▶ _TASK PROMPT_: Gather each of the rows below that contains the word "motorcycle". Case counts.

▶ _STORED RECORDS_:
——
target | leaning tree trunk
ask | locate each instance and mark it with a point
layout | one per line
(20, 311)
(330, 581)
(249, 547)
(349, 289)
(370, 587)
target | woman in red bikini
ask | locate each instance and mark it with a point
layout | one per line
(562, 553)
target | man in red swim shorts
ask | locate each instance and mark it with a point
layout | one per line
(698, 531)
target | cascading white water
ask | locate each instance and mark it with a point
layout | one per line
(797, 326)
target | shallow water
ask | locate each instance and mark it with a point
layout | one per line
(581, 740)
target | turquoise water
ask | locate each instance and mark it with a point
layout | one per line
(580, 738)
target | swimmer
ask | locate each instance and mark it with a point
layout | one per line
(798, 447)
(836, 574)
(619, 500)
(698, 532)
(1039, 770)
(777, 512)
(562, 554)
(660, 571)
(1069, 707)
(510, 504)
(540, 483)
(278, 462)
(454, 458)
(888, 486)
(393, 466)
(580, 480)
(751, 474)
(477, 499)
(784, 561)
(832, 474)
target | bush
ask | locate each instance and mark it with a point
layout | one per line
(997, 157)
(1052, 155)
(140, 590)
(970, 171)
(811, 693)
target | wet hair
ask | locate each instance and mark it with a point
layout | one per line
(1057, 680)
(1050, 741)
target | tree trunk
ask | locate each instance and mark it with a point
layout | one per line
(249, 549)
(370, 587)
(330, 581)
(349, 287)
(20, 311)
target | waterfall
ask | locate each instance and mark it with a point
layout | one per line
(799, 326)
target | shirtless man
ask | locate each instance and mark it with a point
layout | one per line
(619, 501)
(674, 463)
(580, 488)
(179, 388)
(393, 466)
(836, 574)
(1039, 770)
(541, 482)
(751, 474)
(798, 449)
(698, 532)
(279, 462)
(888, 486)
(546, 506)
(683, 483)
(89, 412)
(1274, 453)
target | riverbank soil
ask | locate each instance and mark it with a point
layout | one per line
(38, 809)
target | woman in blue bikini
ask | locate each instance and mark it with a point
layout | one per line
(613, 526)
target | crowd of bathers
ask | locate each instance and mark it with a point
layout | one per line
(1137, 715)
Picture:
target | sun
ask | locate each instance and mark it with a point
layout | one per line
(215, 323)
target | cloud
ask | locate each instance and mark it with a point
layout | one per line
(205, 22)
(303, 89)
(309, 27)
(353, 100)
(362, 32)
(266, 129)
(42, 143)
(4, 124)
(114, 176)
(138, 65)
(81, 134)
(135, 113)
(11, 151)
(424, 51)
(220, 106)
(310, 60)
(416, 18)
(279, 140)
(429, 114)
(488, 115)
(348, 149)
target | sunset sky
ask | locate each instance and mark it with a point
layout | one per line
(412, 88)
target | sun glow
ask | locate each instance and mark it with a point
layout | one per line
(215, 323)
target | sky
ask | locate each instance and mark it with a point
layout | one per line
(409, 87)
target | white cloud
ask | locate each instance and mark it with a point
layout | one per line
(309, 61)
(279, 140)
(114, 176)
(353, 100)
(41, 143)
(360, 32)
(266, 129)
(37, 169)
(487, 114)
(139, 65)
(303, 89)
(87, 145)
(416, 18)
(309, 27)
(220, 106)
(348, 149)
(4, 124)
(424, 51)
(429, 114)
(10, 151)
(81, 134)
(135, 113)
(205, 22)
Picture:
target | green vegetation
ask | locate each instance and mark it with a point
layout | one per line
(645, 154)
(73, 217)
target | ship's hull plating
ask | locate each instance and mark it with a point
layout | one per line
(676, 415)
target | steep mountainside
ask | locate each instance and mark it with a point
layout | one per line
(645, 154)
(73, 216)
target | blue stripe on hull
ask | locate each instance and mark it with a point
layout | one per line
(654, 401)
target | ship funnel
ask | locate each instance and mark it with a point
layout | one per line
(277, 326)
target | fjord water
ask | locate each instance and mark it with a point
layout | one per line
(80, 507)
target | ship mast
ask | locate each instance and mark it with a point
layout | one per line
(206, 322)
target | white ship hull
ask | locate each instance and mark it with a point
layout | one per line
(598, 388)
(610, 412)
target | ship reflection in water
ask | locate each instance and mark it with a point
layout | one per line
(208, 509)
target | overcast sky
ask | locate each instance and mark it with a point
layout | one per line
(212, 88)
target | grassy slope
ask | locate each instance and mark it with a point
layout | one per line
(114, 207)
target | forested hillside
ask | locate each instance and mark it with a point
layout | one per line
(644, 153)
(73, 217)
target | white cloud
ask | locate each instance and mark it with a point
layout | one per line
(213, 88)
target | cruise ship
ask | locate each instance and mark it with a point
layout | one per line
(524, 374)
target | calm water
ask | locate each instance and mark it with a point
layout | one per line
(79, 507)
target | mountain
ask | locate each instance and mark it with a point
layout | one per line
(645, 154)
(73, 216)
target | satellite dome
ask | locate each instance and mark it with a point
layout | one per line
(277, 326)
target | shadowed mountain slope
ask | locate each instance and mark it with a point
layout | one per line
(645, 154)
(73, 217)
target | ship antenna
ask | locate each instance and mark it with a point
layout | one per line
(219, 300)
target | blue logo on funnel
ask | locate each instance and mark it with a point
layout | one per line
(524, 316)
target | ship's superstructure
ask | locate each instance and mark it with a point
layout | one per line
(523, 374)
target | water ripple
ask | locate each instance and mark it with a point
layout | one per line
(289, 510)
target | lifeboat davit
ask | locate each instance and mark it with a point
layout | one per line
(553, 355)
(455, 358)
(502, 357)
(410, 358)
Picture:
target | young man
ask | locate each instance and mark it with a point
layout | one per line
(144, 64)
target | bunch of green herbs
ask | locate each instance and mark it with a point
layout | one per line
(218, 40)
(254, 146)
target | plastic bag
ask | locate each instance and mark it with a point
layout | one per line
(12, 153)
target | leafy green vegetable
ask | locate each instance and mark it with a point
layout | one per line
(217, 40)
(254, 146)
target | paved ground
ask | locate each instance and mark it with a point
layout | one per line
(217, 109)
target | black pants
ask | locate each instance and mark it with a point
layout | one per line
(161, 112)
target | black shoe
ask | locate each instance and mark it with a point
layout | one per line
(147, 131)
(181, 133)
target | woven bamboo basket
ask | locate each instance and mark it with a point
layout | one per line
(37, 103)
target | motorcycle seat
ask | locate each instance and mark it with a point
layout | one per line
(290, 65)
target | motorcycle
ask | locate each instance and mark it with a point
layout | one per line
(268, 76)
——
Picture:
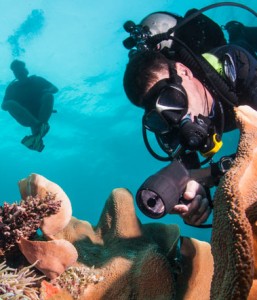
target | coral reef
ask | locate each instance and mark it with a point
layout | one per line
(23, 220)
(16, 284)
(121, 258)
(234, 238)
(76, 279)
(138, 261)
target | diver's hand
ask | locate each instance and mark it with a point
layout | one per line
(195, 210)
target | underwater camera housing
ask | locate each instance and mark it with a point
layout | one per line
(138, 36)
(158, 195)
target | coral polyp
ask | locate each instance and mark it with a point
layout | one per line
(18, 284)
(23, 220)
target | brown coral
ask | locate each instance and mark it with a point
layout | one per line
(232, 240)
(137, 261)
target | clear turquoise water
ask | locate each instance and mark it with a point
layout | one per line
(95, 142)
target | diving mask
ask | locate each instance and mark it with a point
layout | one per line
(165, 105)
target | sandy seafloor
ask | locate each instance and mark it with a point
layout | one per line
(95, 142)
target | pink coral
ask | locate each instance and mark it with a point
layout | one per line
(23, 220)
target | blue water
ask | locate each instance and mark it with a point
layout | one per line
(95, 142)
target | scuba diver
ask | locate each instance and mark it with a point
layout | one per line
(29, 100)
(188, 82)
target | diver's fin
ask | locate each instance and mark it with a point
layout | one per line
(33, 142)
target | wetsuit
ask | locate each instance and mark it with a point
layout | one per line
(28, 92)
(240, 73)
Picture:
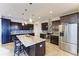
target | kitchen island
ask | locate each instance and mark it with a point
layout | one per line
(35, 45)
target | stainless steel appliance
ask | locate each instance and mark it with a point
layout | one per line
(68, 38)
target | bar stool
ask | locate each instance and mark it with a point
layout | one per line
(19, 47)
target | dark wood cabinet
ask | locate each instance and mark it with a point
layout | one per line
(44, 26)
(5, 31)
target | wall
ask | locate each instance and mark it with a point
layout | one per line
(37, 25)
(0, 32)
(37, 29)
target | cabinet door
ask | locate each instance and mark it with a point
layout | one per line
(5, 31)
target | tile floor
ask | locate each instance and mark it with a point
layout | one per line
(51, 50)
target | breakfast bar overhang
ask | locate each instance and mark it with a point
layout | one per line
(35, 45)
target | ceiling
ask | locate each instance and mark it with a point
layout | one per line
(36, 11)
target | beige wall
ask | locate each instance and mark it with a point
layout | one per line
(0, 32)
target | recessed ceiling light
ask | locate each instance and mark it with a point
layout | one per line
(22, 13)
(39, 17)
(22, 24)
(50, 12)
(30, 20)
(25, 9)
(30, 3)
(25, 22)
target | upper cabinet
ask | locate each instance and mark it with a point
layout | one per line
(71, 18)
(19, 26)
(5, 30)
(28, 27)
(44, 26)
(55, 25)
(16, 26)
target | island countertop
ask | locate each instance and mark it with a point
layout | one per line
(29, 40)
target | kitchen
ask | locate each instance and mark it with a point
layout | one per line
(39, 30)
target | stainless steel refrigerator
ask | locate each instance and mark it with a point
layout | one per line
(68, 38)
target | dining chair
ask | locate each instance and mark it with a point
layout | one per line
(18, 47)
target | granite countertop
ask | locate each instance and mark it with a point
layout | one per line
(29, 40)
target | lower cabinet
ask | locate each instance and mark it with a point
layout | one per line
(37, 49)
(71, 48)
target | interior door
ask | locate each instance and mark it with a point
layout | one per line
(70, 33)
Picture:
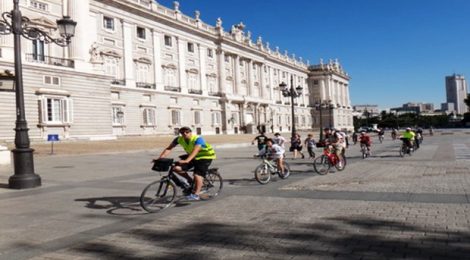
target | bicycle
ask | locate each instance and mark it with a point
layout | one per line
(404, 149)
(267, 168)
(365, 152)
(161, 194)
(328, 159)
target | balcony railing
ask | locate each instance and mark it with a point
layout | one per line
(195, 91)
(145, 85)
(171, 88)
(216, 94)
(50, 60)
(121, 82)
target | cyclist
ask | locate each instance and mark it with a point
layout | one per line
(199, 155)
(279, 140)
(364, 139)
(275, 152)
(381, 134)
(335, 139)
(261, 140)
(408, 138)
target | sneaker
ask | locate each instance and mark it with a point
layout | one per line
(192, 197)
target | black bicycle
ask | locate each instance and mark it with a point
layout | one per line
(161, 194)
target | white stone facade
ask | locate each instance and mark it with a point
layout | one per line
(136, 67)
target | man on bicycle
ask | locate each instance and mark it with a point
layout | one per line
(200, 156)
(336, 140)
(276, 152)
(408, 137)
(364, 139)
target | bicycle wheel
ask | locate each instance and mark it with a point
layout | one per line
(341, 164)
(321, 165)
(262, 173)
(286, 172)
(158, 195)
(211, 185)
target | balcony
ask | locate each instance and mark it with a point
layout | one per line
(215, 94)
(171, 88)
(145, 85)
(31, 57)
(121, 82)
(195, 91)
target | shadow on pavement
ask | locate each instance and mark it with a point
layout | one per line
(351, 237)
——
▶ _RESULT BELOW_:
target | motorcycle seat
target | motorcycle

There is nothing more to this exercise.